**Written exercise:**
Please lay out the lines below as a numbered list, skipping any blank ones. Leave the pictures out of your answer.

Image entries about named regions:
--- Begin ---

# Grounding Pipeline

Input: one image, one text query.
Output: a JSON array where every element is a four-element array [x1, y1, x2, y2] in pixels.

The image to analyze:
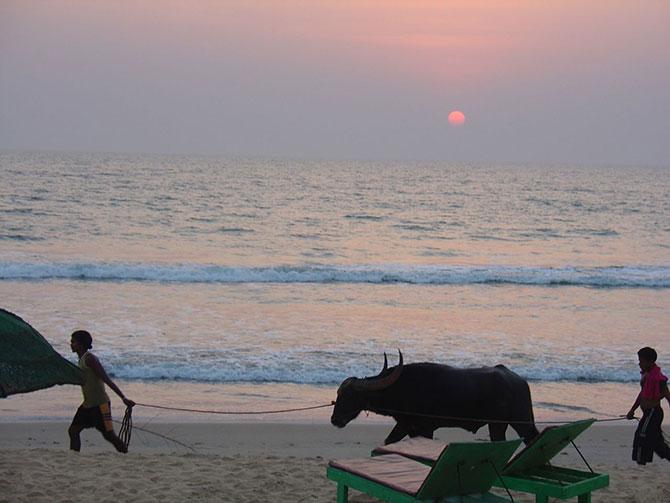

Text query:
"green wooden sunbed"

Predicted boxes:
[[372, 419, 609, 503], [327, 440, 521, 503]]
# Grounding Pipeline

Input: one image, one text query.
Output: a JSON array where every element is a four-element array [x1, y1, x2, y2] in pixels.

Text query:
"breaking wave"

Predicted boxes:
[[0, 262, 670, 288]]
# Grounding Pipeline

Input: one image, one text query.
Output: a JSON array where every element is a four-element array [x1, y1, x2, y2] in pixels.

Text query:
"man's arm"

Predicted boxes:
[[86, 353, 135, 407], [626, 391, 642, 419], [661, 381, 670, 405]]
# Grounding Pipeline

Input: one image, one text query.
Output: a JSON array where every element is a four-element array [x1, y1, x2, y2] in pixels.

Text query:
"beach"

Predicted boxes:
[[0, 422, 670, 503], [0, 153, 670, 502]]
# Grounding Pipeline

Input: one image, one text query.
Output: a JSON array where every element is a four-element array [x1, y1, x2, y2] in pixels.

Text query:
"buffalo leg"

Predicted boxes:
[[489, 423, 507, 442], [409, 425, 435, 440], [384, 423, 409, 445], [512, 423, 540, 445]]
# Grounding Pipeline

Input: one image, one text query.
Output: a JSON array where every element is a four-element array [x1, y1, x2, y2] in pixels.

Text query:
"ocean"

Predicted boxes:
[[0, 152, 670, 421]]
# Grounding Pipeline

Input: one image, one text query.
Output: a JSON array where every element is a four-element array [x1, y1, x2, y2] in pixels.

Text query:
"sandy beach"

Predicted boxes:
[[0, 422, 670, 503]]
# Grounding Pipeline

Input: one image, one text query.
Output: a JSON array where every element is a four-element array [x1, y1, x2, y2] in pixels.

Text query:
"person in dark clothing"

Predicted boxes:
[[626, 347, 670, 465], [68, 330, 135, 453]]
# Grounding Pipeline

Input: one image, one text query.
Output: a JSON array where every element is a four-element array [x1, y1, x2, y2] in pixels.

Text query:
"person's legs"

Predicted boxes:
[[67, 407, 88, 452], [96, 403, 128, 454], [67, 423, 83, 452], [633, 409, 656, 465], [649, 407, 670, 461]]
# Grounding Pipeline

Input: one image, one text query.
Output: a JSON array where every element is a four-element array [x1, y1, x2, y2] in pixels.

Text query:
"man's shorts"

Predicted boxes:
[[72, 402, 114, 433]]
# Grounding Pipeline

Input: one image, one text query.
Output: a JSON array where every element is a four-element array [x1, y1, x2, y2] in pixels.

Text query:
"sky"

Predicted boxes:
[[0, 0, 670, 167]]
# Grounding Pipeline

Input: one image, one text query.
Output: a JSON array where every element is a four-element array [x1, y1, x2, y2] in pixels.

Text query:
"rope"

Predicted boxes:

--- End ---

**Solved problem:**
1. # Grounding Pipeline
2. Input: one image, one text query.
3. Output: a JSON array where every element is a four-element array [x1, y1, x2, y2] in pixels.
4. The image to analyze:
5. Text query:
6. "green wooden sunbed"
7. Predicted boxes:
8. [[372, 419, 609, 503], [327, 440, 521, 503]]
9. # Grounding Pipeline
10. Input: one image, one text query.
11. Output: a JSON array where every element is a four-element array [x1, y1, x2, y2] in pixels.
12. Text query:
13. "breaking wave"
14. Predicted boxes:
15. [[0, 262, 670, 288]]
16. # Grounding Pipeline
17. Input: one image, one text query.
18. Output: a JSON array where every element is a four-element array [x1, y1, x2, y2] in pixels.
19. Text query:
20. "man's arm"
21. Predicted boxes:
22. [[86, 353, 135, 407], [626, 391, 642, 419], [661, 381, 670, 405]]
23. # Grounding Pipeline
24. Input: one image, one text query.
25. Output: a JSON array where every element is a four-element array [x1, y1, x2, y2] in pixels.
26. Text query:
27. "beach"
28. Predicted boxes:
29. [[0, 422, 670, 503], [0, 153, 670, 502]]
30. # Grounding Pipeline
31. Input: one image, one text query.
32. Output: a JSON array where every element is a four-element array [x1, y1, x2, y2] in pixels.
33. Text query:
34. "buffalo leg"
35. Predicted boxes:
36. [[489, 423, 507, 442], [409, 425, 435, 440], [384, 423, 409, 445], [512, 423, 540, 445]]
37. # Grounding Pipeline
38. Input: one image, one text query.
39. Output: a JSON array where every element is a four-element array [x1, y1, x2, y2] in pixels.
40. Text query:
41. "ocean"
42. Predicted boxes:
43. [[0, 152, 670, 421]]
44. # Grounding Pipeline
45. Input: one image, one text query.
46. Output: a JSON array where every element is a four-element array [x1, y1, x2, y2] in pixels.
47. Text query:
48. "sandy beach"
49. Predicted boxes:
50. [[0, 422, 670, 503]]
51. # Grounding Pipeline
52. Input: one image, one text query.
53. Output: a JSON array where every element is a four-element array [x1, y1, x2, y2] in pixels.
54. Text query:
55. "person in dark clothing"
56. Predicted boxes:
57. [[626, 347, 670, 465], [68, 330, 135, 453]]
58. # Grounding Pipeline
59. Input: one image, one text query.
60. Output: a JSON array where every element is a four-element array [x1, y1, x2, y2] in pixels.
61. Text query:
62. "person's legs"
63. Predicted boxes:
64. [[67, 407, 88, 452], [96, 403, 128, 454], [67, 423, 83, 452], [633, 409, 656, 465], [649, 407, 670, 461]]
65. # Grounding Pipeline
66. Input: one image, one text query.
67. Output: a JSON array where every element is a four-element array [x1, y1, x2, y2] in pixels.
68. Text query:
69. "man's shorts"
70. Predicted boxes:
71. [[72, 402, 114, 433]]
72. # Grounding Pipeline
73. Input: one image, one text query.
74. Output: a JSON array where every element is a four-element array [x1, y1, x2, y2] in pixels.
75. Text query:
76. "sky"
77. Predicted boxes:
78. [[0, 0, 670, 167]]
79. # Grounding Pipeline
80. Input: one image, one text query.
81. Output: a JSON array where every element is a four-element array [x1, y1, x2, y2] in pixels.
82. Text query:
83. "rope"
84. Predicted boxes:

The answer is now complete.